• **GIVEN PROBLEM**
Format all of the data below as a Markdown table with the columns Row and Line, where each nonblank line gets its own row number and blank lines are omitted.
····················
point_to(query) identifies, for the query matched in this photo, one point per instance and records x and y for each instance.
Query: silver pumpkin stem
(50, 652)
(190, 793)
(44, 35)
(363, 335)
····················
• **COMPLETE OUTPUT**
| Row | Line |
|---|---|
| 1 | point_to(query) identifies, for the query matched in this photo, one point per instance and records x and y for each instance. |
| 2 | Query: silver pumpkin stem |
| 3 | (50, 652) |
| 4 | (190, 793) |
| 5 | (44, 35) |
| 6 | (363, 335) |